Task objective =
Please return all lines in the listing holding the word "below".

Data for processing =
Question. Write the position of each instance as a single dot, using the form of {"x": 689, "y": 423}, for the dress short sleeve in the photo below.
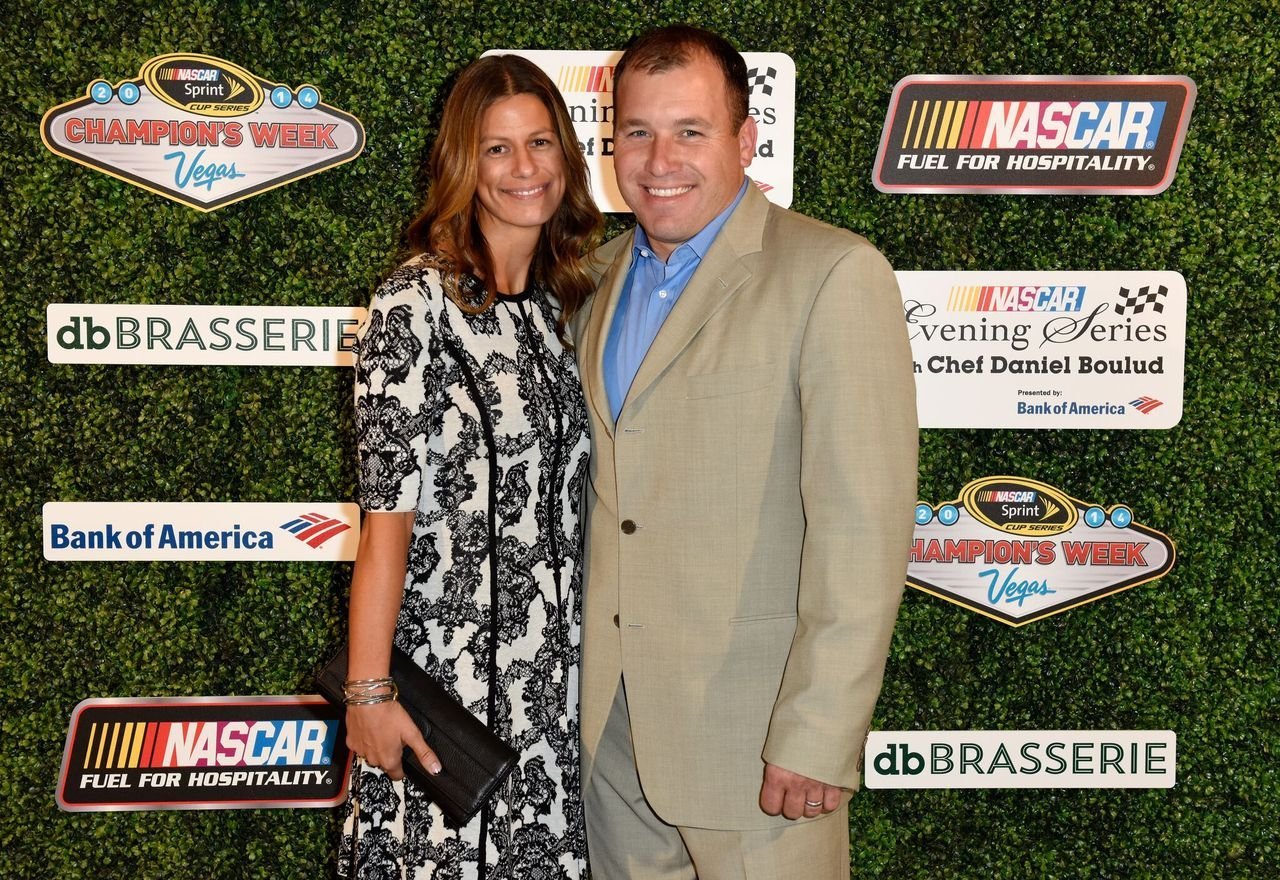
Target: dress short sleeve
{"x": 392, "y": 357}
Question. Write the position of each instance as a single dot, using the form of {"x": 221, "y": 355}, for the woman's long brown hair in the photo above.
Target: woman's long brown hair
{"x": 448, "y": 227}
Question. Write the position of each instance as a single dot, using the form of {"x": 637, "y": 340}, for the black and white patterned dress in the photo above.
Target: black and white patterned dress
{"x": 476, "y": 424}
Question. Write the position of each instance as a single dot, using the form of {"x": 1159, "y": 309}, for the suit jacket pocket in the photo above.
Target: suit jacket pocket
{"x": 762, "y": 618}
{"x": 731, "y": 381}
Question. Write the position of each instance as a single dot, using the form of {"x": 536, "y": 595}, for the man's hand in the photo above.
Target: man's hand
{"x": 795, "y": 796}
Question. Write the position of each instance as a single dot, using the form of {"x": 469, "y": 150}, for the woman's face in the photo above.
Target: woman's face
{"x": 521, "y": 172}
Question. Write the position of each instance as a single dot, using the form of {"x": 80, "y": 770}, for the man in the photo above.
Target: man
{"x": 750, "y": 499}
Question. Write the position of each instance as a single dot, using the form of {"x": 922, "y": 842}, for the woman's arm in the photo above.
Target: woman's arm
{"x": 380, "y": 732}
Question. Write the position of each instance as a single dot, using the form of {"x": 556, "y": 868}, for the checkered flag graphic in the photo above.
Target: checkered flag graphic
{"x": 754, "y": 78}
{"x": 1136, "y": 303}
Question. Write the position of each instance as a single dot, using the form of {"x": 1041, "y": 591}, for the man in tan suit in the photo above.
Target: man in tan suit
{"x": 750, "y": 499}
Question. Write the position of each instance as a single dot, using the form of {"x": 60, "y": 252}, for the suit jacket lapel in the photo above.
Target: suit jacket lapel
{"x": 720, "y": 275}
{"x": 598, "y": 322}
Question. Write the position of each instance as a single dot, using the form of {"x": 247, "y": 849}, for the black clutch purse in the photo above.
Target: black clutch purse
{"x": 474, "y": 759}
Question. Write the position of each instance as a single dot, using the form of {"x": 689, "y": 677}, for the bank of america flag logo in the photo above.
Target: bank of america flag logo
{"x": 315, "y": 528}
{"x": 1137, "y": 302}
{"x": 758, "y": 79}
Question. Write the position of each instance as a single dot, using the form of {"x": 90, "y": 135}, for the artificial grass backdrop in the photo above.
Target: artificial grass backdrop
{"x": 1193, "y": 652}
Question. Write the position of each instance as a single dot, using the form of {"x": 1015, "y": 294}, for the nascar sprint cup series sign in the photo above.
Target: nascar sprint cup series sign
{"x": 202, "y": 131}
{"x": 1033, "y": 134}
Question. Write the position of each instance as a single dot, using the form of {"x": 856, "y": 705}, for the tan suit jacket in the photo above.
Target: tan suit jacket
{"x": 749, "y": 514}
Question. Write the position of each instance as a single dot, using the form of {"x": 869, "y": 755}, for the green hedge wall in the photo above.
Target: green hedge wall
{"x": 1194, "y": 652}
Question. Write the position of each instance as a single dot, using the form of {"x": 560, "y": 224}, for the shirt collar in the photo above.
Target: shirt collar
{"x": 699, "y": 243}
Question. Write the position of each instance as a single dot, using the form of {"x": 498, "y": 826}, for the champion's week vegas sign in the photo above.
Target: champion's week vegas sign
{"x": 1018, "y": 550}
{"x": 1033, "y": 134}
{"x": 202, "y": 131}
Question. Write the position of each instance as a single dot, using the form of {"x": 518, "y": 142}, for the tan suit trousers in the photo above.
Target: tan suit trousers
{"x": 629, "y": 842}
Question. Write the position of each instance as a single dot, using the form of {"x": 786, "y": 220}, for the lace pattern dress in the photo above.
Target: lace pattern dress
{"x": 476, "y": 424}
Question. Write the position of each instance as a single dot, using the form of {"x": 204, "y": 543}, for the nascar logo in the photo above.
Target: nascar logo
{"x": 204, "y": 752}
{"x": 1015, "y": 298}
{"x": 1033, "y": 134}
{"x": 133, "y": 745}
{"x": 1033, "y": 124}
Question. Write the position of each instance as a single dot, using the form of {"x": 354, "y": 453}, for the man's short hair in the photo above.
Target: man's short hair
{"x": 675, "y": 46}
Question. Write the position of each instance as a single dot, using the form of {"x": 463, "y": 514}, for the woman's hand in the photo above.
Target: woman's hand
{"x": 380, "y": 732}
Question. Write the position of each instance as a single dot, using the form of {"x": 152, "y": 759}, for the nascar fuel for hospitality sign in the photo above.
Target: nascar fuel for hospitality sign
{"x": 1033, "y": 134}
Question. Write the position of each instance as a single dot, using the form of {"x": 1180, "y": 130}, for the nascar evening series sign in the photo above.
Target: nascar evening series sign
{"x": 1033, "y": 134}
{"x": 585, "y": 78}
{"x": 1036, "y": 349}
{"x": 204, "y": 754}
{"x": 1022, "y": 759}
{"x": 270, "y": 335}
{"x": 1018, "y": 550}
{"x": 122, "y": 531}
{"x": 202, "y": 131}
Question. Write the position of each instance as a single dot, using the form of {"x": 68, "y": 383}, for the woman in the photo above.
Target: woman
{"x": 472, "y": 453}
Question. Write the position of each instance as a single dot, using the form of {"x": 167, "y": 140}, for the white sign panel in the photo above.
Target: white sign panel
{"x": 585, "y": 78}
{"x": 266, "y": 335}
{"x": 123, "y": 531}
{"x": 1038, "y": 349}
{"x": 1020, "y": 759}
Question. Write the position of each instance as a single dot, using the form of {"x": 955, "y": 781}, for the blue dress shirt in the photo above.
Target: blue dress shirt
{"x": 648, "y": 296}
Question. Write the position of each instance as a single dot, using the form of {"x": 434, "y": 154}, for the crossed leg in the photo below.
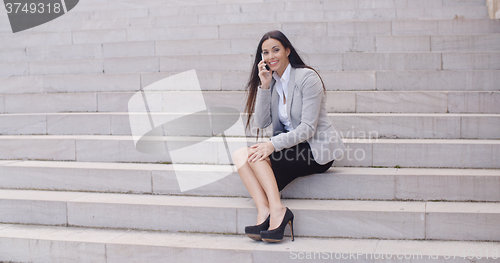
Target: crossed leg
{"x": 258, "y": 178}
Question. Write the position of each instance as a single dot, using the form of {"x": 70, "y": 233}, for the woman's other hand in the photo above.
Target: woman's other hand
{"x": 264, "y": 75}
{"x": 260, "y": 151}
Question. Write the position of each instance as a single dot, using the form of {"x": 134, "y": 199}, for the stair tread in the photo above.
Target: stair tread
{"x": 240, "y": 243}
{"x": 299, "y": 205}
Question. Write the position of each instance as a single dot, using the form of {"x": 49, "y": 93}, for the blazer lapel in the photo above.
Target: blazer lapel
{"x": 291, "y": 89}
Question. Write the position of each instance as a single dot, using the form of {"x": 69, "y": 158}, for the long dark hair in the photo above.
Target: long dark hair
{"x": 254, "y": 82}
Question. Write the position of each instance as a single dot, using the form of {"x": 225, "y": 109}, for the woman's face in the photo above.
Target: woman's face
{"x": 275, "y": 55}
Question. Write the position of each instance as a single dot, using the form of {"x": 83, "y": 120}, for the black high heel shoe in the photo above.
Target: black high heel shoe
{"x": 253, "y": 232}
{"x": 276, "y": 235}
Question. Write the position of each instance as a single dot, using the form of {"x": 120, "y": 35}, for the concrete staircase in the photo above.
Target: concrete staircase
{"x": 413, "y": 88}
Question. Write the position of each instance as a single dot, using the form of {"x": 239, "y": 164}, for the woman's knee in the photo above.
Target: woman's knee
{"x": 240, "y": 157}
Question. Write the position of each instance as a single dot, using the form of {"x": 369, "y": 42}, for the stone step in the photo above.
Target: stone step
{"x": 328, "y": 44}
{"x": 337, "y": 101}
{"x": 62, "y": 244}
{"x": 349, "y": 125}
{"x": 384, "y": 80}
{"x": 156, "y": 9}
{"x": 305, "y": 12}
{"x": 406, "y": 61}
{"x": 419, "y": 153}
{"x": 339, "y": 183}
{"x": 108, "y": 31}
{"x": 339, "y": 218}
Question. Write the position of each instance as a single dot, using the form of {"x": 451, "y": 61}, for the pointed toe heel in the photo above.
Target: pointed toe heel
{"x": 276, "y": 235}
{"x": 253, "y": 232}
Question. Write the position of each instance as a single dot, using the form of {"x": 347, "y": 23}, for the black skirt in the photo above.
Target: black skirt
{"x": 294, "y": 162}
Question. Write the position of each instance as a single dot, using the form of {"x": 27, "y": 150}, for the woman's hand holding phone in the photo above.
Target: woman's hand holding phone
{"x": 264, "y": 74}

Result of the exercise =
Question. Write the position of each instance as a single dot, using the form of {"x": 689, "y": 423}, for the dress short sleeve in the photo below.
Question. Write the position of each instance as a single dot, using the form of {"x": 434, "y": 154}, for the crossed leg in the photo below.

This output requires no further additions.